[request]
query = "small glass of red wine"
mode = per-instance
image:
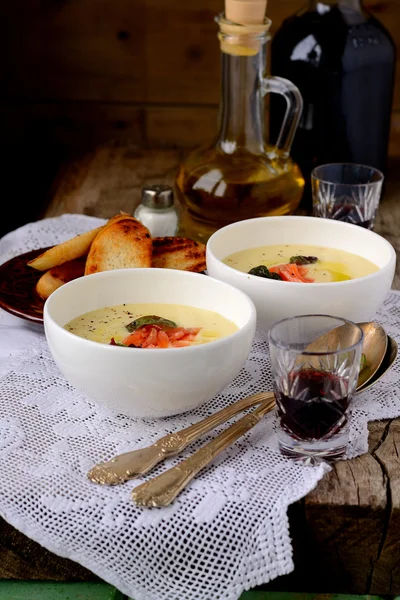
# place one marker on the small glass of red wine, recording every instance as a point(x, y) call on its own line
point(347, 192)
point(314, 388)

- Instructions for the task
Your answer must be the entries written out word for word, without their pictures.

- Solution
[request]
query = "small glass of red wine"
mode = per-instance
image:
# place one marker on the small glass of red wine, recording every instance as a point(x, y) call on its own line
point(347, 192)
point(314, 388)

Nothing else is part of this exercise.